Point labeling examples
** Start **

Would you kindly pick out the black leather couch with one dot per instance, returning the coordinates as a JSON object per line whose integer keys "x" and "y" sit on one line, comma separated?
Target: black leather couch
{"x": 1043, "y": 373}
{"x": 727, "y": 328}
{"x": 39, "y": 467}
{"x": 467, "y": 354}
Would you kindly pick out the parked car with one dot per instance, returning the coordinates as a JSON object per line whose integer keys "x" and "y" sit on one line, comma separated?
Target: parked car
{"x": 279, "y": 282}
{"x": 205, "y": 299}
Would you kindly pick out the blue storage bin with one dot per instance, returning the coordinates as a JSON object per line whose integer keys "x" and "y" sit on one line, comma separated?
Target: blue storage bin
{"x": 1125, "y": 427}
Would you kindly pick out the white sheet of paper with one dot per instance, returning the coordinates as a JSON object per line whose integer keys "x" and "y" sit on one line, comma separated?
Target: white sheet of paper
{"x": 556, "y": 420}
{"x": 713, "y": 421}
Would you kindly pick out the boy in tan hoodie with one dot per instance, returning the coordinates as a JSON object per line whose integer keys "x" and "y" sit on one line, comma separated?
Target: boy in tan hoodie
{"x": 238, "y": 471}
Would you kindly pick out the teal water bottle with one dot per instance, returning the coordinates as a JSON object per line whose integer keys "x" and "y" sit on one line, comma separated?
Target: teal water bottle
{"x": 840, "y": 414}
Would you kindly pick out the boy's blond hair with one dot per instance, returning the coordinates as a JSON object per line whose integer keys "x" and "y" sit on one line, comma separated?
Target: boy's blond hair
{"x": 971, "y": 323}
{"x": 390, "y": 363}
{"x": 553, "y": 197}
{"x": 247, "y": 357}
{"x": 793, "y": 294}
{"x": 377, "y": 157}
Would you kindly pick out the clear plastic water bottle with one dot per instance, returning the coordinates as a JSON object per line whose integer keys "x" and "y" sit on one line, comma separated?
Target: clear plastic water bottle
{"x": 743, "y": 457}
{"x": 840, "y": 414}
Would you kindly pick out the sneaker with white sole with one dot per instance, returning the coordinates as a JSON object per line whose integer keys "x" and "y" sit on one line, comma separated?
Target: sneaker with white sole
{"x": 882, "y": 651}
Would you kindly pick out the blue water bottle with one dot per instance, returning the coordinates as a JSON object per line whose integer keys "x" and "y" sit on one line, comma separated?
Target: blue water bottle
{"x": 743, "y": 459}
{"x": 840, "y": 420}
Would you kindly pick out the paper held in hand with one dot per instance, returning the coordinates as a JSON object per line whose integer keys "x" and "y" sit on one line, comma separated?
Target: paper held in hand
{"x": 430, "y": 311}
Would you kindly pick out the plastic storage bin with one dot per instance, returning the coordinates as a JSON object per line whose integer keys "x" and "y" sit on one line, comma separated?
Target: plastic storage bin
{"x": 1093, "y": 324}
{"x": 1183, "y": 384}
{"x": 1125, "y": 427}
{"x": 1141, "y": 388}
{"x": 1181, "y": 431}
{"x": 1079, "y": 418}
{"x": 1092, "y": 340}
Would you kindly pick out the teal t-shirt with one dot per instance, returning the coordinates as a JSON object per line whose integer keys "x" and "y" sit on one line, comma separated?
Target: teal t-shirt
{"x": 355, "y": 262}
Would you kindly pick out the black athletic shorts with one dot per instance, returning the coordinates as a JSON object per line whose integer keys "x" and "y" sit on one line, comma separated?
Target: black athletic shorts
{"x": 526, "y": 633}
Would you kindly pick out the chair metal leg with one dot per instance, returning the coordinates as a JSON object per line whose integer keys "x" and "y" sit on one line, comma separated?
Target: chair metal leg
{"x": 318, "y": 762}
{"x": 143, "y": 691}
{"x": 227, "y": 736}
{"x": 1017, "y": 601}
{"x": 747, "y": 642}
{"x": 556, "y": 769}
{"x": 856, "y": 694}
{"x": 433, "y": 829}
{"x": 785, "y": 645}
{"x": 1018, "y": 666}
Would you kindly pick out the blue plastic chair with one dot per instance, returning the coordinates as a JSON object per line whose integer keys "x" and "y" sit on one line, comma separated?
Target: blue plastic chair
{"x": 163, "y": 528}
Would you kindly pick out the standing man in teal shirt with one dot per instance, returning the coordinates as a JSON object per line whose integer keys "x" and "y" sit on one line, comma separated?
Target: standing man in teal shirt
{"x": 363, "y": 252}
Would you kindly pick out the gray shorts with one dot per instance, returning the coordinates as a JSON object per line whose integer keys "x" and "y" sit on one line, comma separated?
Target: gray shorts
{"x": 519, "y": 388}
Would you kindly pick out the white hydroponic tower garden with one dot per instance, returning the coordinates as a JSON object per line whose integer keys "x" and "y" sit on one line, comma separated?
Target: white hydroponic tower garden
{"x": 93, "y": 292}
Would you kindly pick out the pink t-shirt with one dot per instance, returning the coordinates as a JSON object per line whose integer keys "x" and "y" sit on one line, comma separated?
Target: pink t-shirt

** End **

▶ _Task description_
Repeat each of the entries above precisely as given.

▶ _Answer to this exercise_
Would you kindly pick out the black leather couch with one dot per instance, returning the coordinates as a JSON object per line whose integer keys "x" and "y" sit on one line, comma separated?
Target: black leather couch
{"x": 1043, "y": 373}
{"x": 727, "y": 328}
{"x": 39, "y": 467}
{"x": 467, "y": 354}
Would you kindly pick out the parked car with one dot per instance, returning the coordinates as a JSON object per line whose integer keys "x" and "y" sit on one line, comma separated?
Target: parked car
{"x": 279, "y": 282}
{"x": 205, "y": 299}
Would you kindly pick out the blue storage bin with one dot per instance, returning the coordinates as a JSON object per line whose integer keys "x" and "y" sit on one line, comma separated?
Target: blue storage bin
{"x": 1125, "y": 427}
Would you kindly pick out the white sheet of paper with one dot per instance, returning the coordinates as a JSON object per line whose integer keys "x" and "y" sit on one line, comma separated?
Target: white sheet of paper
{"x": 556, "y": 420}
{"x": 713, "y": 421}
Would you kindly pick out the boy in tan hoodie with one dot per instance, returning the coordinates as a JSON object per line whose integer keys "x" and "y" sit on one line, comma separated?
Target: boy in tan hoodie
{"x": 238, "y": 471}
Would you kindly pick out the teal water bottle with one dot per instance, returning the coordinates as a JSON object per line whose integer keys "x" and "y" sit on one line, comma separated?
Target: teal water bottle
{"x": 840, "y": 414}
Would you kindly pick out the boy's blond hair with one dot per instance, returning the coordinates as a JSON object per line whose integer keys "x" and "y" sit on one line, comma separated?
Target: boy's blond hair
{"x": 971, "y": 323}
{"x": 390, "y": 363}
{"x": 553, "y": 197}
{"x": 247, "y": 357}
{"x": 793, "y": 294}
{"x": 377, "y": 157}
Would you kindly pick out the clear plastic water bottle with one dot per instance, returning the coordinates as a JSON object per line whose integer keys "x" and "y" sit on one line, comma separated?
Target: clear plastic water bottle
{"x": 743, "y": 457}
{"x": 840, "y": 414}
Would you kindly pick out the sneaker with white sole with one dot per instance, returning the coordinates as a JSON object per line whose integer keys "x" and "y" sit on one line, comma separated?
Target: sneaker with white sole
{"x": 882, "y": 651}
Would you kindly pick out the blue water bottle with one dot per instance, returning the coordinates as a JSON object per line whose integer keys "x" and "y" sit on one line, comma separated?
Target: blue water bottle
{"x": 743, "y": 459}
{"x": 840, "y": 420}
Would you kindly pick out the paper held in hand with one dot per instance, returning the coordinates as a JSON object per line whose integer keys "x" and "y" sit on one line, comma separated?
Target: paper held in hand
{"x": 430, "y": 311}
Would you kindly pick out the plastic storage bin with one dot per instance, returning the coordinates as a JSON object per line whose integer keys "x" and "y" sit on one line, comma separated?
Target: plastic storage bin
{"x": 1093, "y": 324}
{"x": 1183, "y": 384}
{"x": 1125, "y": 427}
{"x": 1141, "y": 388}
{"x": 1181, "y": 431}
{"x": 1079, "y": 418}
{"x": 1092, "y": 340}
Would you kindly pick out the teal t-shirt with one dot per instance, returning the coordinates as a JSON object per line whose integer keys "x" and "y" sit on one line, comma separated?
Target: teal t-shirt
{"x": 355, "y": 262}
Would you kindly pick out the black athletic shorts with one dot per instance, returning the coordinates as a JSON object per line whose integer keys "x" and "y" sit on one line, comma separated?
Target: black athletic shorts
{"x": 526, "y": 633}
Would you kindly pick out the chair metal leg with one dot per instance, returning the coordinates as a JSON object per line whose integer keys "x" and "y" sit on one line, comma separated?
Target: chair metal leg
{"x": 318, "y": 762}
{"x": 143, "y": 691}
{"x": 227, "y": 736}
{"x": 1017, "y": 601}
{"x": 747, "y": 642}
{"x": 556, "y": 769}
{"x": 856, "y": 694}
{"x": 433, "y": 829}
{"x": 785, "y": 645}
{"x": 1018, "y": 666}
Would you kindly pick out the blue plastic chair with one dot per instance, returning the coordinates as a JSON object per line whose integer keys "x" and "y" sit on one line, comma separated?
Target: blue plastic chair
{"x": 163, "y": 528}
Would you kindly pick out the standing man in teal shirt with one dot per instance, returning the coordinates as a JSON object per line whose integer keys "x" and "y" sit on one line, comma separated?
Target: standing man in teal shirt
{"x": 363, "y": 252}
Would you kindly pick out the gray shorts with one dot per instance, returning the coordinates as a JSON object per line whose integer keys "x" and "y" sit on one line, comma separated?
Target: gray shorts
{"x": 519, "y": 388}
Would you kindly pick out the white hydroponic tower garden with one dot per instance, returning the coordinates as a JSON object per line whose integer keys "x" and "y" sit on one line, comma separated?
Target: white hydroponic tower garden
{"x": 93, "y": 292}
Would you kindly pick out the pink t-shirt with one dot per instance, returning the coordinates as a JSON object per line whose integer keys "x" and "y" sit on one line, comma separated?
Target: pink t-shirt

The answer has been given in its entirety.